BEGIN Record extracts
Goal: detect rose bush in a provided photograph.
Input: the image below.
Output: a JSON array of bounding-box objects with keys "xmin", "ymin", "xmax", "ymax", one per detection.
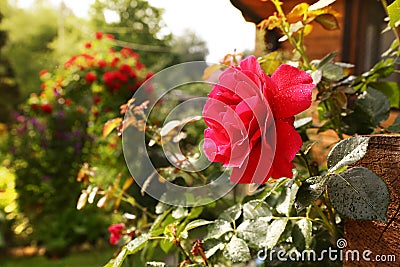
[{"xmin": 203, "ymin": 56, "xmax": 315, "ymax": 184}]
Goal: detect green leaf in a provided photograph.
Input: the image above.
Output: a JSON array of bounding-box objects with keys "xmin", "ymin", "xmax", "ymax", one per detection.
[
  {"xmin": 263, "ymin": 218, "xmax": 288, "ymax": 249},
  {"xmin": 104, "ymin": 247, "xmax": 128, "ymax": 267},
  {"xmin": 315, "ymin": 13, "xmax": 339, "ymax": 31},
  {"xmin": 160, "ymin": 239, "xmax": 173, "ymax": 254},
  {"xmin": 387, "ymin": 0, "xmax": 400, "ymax": 27},
  {"xmin": 276, "ymin": 183, "xmax": 299, "ymax": 216},
  {"xmin": 243, "ymin": 199, "xmax": 272, "ymax": 220},
  {"xmin": 146, "ymin": 261, "xmax": 167, "ymax": 267},
  {"xmin": 294, "ymin": 176, "xmax": 328, "ymax": 212},
  {"xmin": 387, "ymin": 115, "xmax": 400, "ymax": 133},
  {"xmin": 205, "ymin": 243, "xmax": 226, "ymax": 259},
  {"xmin": 205, "ymin": 220, "xmax": 233, "ymax": 239},
  {"xmin": 343, "ymin": 88, "xmax": 390, "ymax": 135},
  {"xmin": 236, "ymin": 217, "xmax": 271, "ymax": 249},
  {"xmin": 328, "ymin": 167, "xmax": 390, "ymax": 221},
  {"xmin": 181, "ymin": 219, "xmax": 214, "ymax": 239},
  {"xmin": 218, "ymin": 204, "xmax": 242, "ymax": 222},
  {"xmin": 125, "ymin": 234, "xmax": 150, "ymax": 255},
  {"xmin": 223, "ymin": 236, "xmax": 250, "ymax": 262},
  {"xmin": 292, "ymin": 218, "xmax": 312, "ymax": 250},
  {"xmin": 172, "ymin": 206, "xmax": 189, "ymax": 219},
  {"xmin": 369, "ymin": 82, "xmax": 400, "ymax": 108},
  {"xmin": 328, "ymin": 136, "xmax": 370, "ymax": 173}
]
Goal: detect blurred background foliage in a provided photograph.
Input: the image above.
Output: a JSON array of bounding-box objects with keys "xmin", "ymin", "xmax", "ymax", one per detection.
[{"xmin": 0, "ymin": 0, "xmax": 208, "ymax": 256}]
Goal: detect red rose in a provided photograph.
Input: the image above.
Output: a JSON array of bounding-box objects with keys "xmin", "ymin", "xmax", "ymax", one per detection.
[
  {"xmin": 203, "ymin": 56, "xmax": 315, "ymax": 184},
  {"xmin": 85, "ymin": 72, "xmax": 97, "ymax": 83},
  {"xmin": 108, "ymin": 223, "xmax": 125, "ymax": 245},
  {"xmin": 40, "ymin": 104, "xmax": 53, "ymax": 114},
  {"xmin": 95, "ymin": 32, "xmax": 103, "ymax": 40}
]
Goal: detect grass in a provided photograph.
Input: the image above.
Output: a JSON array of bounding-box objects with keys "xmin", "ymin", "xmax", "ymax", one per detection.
[{"xmin": 0, "ymin": 249, "xmax": 119, "ymax": 267}]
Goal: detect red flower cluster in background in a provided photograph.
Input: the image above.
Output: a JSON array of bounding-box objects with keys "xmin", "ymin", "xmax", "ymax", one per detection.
[{"xmin": 30, "ymin": 32, "xmax": 153, "ymax": 118}]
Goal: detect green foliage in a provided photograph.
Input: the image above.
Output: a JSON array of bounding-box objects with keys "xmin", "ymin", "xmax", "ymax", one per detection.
[
  {"xmin": 3, "ymin": 7, "xmax": 58, "ymax": 98},
  {"xmin": 11, "ymin": 33, "xmax": 151, "ymax": 255},
  {"xmin": 0, "ymin": 9, "xmax": 20, "ymax": 123},
  {"xmin": 91, "ymin": 0, "xmax": 171, "ymax": 69}
]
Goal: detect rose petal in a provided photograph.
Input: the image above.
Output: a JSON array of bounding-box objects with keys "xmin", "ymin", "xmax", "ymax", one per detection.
[
  {"xmin": 230, "ymin": 136, "xmax": 274, "ymax": 184},
  {"xmin": 271, "ymin": 65, "xmax": 315, "ymax": 118}
]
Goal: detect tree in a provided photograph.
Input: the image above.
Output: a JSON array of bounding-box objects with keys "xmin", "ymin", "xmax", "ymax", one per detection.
[
  {"xmin": 4, "ymin": 6, "xmax": 58, "ymax": 98},
  {"xmin": 0, "ymin": 9, "xmax": 20, "ymax": 123},
  {"xmin": 90, "ymin": 0, "xmax": 172, "ymax": 70},
  {"xmin": 171, "ymin": 29, "xmax": 208, "ymax": 64}
]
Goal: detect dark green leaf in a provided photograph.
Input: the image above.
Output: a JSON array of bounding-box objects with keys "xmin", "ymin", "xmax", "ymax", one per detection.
END Record extracts
To do: Tally the lines in the entries above that contain the string "green", and reply with only that number.

The response: 3